Wähle in den folgenden Datensätzen jede Zeile aus, die das Wort „bark“ enthält, und gib diese Zeilen unverändert wieder.
————————
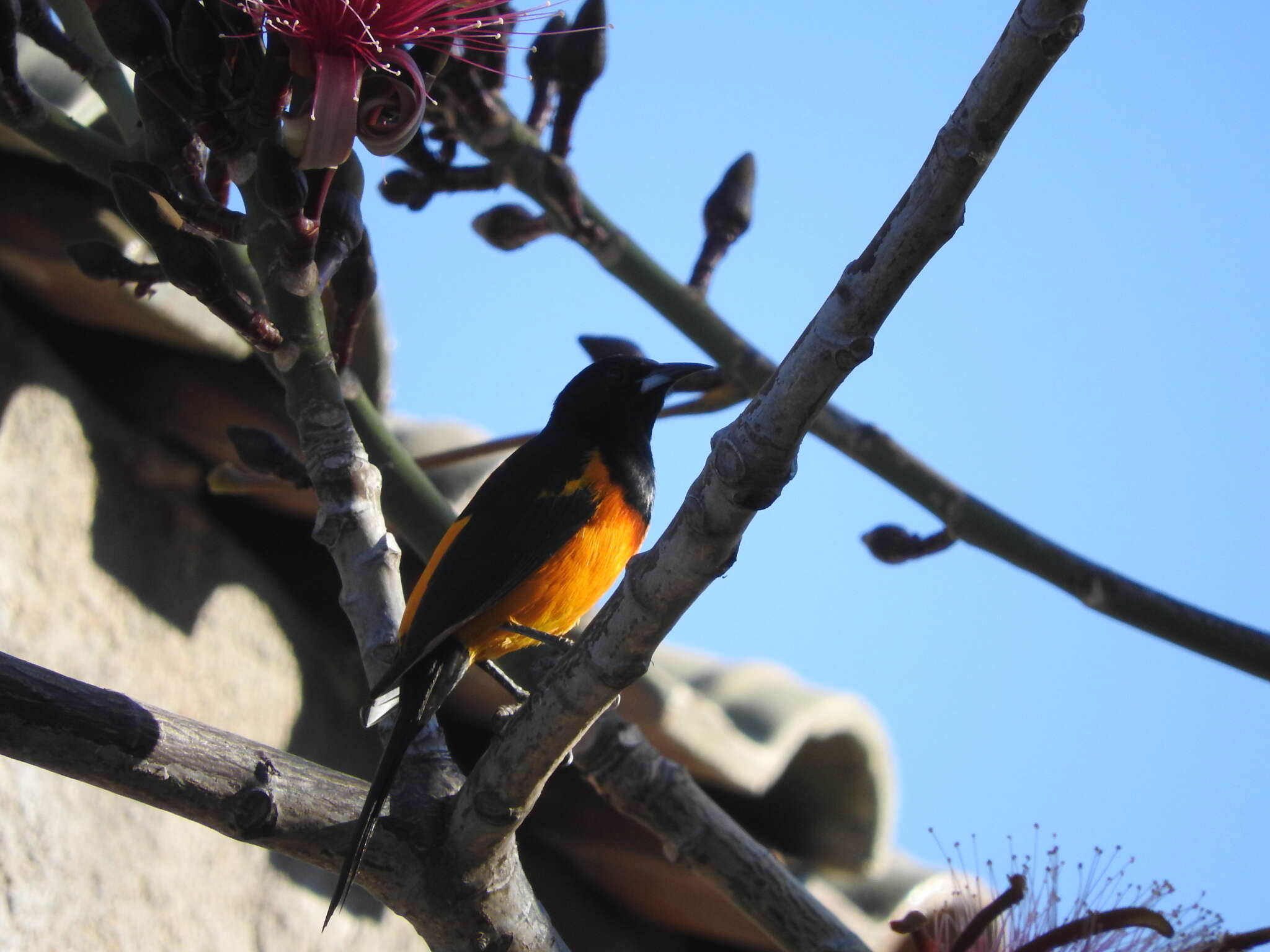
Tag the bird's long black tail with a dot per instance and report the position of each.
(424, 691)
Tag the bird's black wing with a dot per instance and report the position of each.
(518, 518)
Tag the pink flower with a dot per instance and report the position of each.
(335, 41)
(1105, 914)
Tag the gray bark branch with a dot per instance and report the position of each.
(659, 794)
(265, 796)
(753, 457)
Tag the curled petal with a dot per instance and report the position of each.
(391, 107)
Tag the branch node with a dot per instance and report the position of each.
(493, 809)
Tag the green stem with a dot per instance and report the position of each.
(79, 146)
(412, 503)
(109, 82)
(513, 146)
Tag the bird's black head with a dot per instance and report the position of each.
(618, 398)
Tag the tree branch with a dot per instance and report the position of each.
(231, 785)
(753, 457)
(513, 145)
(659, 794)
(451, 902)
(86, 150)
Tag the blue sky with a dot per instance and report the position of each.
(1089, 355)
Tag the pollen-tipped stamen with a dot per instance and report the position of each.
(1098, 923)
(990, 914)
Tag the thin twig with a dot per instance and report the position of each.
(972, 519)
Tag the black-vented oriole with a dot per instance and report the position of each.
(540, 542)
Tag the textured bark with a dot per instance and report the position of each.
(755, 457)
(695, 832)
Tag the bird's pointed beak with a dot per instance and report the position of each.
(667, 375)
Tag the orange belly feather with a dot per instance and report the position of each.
————————
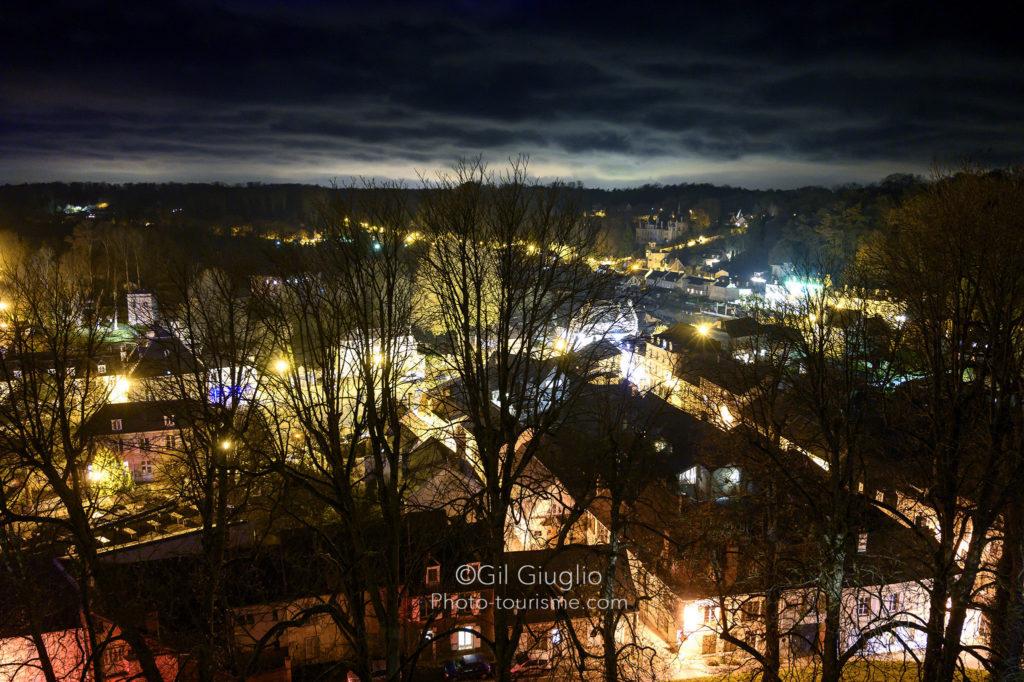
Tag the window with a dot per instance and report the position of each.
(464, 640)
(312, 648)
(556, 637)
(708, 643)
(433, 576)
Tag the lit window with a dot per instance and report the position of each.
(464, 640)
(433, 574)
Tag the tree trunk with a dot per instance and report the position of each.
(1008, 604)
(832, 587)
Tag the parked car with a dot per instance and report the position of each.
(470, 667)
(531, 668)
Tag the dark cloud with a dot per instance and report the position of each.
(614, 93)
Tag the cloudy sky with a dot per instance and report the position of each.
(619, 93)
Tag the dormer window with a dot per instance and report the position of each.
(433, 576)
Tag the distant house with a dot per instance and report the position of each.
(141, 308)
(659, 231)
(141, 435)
————————
VOLLSTÄNDIGE ANTWORT
Tag the gray bark branch with a dot per instance and report the position of each.
Tag the textured bark with a dot per instance and report the position of each.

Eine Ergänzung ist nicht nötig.